## Goal of the exercise:
What lines of the data below hold the string "pale"? Copy each one out.

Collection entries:
-------

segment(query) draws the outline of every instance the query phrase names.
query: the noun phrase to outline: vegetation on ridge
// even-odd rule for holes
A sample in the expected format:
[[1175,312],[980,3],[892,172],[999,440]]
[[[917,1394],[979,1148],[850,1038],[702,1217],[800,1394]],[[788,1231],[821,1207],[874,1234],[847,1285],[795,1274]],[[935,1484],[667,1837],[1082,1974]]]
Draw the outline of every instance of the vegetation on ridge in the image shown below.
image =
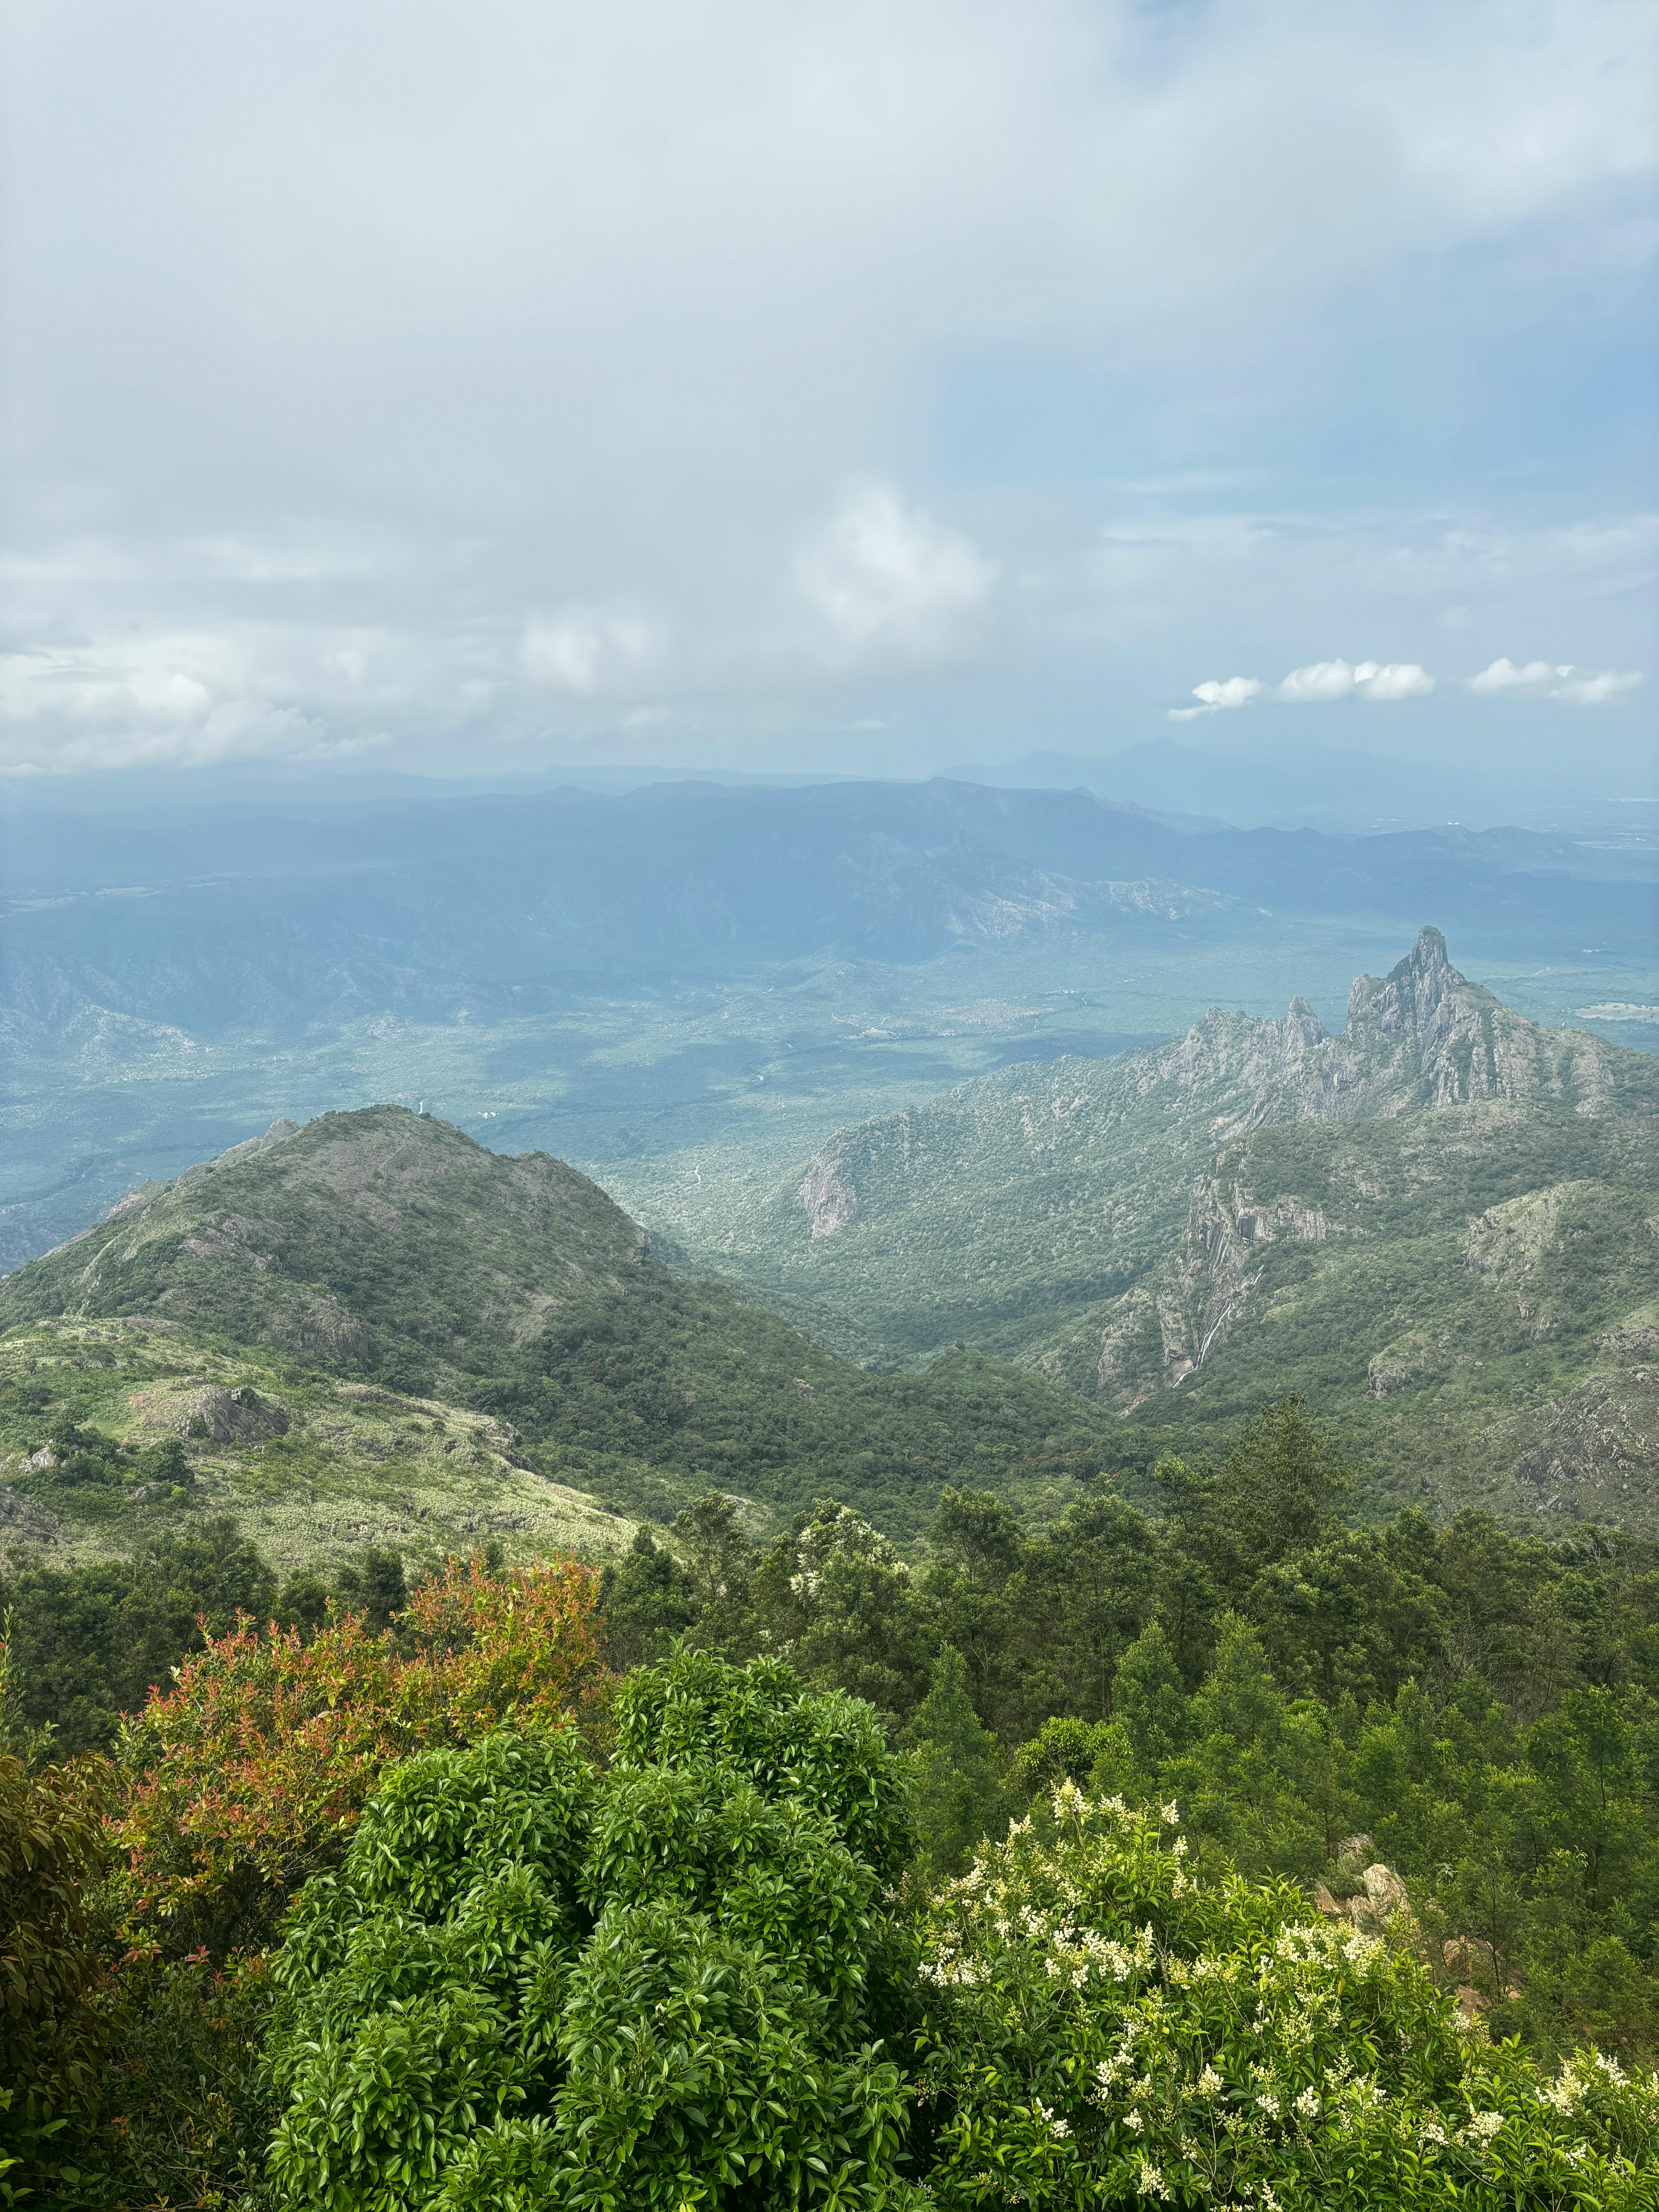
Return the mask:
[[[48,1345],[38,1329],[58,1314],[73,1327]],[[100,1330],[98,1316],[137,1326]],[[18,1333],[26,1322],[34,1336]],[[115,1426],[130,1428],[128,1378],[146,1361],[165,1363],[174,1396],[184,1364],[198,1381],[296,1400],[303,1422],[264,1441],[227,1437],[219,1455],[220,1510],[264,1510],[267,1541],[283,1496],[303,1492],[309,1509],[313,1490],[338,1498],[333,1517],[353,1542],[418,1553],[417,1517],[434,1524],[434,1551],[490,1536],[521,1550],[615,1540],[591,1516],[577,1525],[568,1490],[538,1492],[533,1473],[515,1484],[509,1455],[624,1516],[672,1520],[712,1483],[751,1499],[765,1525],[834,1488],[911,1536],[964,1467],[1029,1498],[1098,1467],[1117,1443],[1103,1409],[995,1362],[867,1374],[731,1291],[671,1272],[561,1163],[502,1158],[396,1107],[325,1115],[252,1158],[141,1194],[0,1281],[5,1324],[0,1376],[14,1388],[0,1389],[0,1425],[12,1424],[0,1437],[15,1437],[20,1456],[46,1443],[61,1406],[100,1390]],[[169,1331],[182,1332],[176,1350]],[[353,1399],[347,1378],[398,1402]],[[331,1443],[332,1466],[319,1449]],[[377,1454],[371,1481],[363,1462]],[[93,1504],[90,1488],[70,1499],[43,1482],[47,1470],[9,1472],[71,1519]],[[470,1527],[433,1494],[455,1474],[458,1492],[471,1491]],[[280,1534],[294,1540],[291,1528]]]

-------

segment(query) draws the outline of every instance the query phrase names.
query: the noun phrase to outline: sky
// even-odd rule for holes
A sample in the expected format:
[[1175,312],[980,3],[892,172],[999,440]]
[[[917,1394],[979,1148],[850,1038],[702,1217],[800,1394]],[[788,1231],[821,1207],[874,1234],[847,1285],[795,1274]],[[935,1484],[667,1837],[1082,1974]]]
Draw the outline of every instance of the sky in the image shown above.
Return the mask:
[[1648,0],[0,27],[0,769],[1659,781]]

-------

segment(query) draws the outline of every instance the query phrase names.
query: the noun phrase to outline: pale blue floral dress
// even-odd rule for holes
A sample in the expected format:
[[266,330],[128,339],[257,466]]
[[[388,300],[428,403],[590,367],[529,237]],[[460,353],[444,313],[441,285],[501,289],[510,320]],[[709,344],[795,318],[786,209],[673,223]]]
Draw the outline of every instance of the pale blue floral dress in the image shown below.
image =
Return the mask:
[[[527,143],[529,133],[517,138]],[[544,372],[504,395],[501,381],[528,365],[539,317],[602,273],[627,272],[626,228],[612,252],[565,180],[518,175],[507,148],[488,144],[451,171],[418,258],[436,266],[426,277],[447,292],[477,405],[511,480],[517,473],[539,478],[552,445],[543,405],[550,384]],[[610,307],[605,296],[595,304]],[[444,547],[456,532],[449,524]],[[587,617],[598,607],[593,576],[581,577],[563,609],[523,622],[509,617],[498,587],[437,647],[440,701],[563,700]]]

-------

## Task response:
query: the noun phrase to outline: pale blue floral dress
Draw the outline of every instance of the pale blue floral dress in the image shown below.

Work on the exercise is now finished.